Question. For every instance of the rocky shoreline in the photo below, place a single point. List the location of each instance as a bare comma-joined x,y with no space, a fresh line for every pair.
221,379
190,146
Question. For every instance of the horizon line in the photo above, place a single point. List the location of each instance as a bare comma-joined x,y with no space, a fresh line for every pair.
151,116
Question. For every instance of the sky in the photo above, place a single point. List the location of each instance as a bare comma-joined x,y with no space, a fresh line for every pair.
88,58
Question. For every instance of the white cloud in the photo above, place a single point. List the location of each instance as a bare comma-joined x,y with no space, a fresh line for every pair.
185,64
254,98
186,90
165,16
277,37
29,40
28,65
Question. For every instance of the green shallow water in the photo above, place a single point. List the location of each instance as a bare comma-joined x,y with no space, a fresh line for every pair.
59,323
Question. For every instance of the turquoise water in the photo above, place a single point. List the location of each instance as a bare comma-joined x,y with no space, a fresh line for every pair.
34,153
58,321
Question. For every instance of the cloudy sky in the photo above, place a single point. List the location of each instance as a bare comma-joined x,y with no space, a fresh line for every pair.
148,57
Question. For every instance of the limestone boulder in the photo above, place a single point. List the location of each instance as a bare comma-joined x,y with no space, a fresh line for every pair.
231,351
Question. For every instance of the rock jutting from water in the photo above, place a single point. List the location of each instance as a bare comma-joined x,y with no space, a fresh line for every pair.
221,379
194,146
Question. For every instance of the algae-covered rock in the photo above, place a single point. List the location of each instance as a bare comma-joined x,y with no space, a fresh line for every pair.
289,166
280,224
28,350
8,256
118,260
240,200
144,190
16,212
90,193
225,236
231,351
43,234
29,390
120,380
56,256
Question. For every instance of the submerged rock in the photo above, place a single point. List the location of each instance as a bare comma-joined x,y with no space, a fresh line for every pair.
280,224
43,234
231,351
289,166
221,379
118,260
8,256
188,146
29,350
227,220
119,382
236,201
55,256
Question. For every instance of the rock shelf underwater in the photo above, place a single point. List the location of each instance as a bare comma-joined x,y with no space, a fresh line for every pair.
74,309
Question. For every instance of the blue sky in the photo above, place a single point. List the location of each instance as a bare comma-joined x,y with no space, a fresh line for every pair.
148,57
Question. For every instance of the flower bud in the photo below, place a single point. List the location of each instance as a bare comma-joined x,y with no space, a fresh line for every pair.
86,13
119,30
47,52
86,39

____

• _Directive_
Rescale the records from the line with "Question. For every instance of the flower" through the end of the records, and give those lines again with each request unchanged. Multiply every coordinate in the answers by 0.85 and round to whole numbers, with halves going up.

• _Response to the task_
Question. For every instance of the flower bud in the photo below, place a single point. List the location of each instance as a bare comma-joined x,y with no space, a fresh line for every pair.
73,11
101,26
40,44
73,33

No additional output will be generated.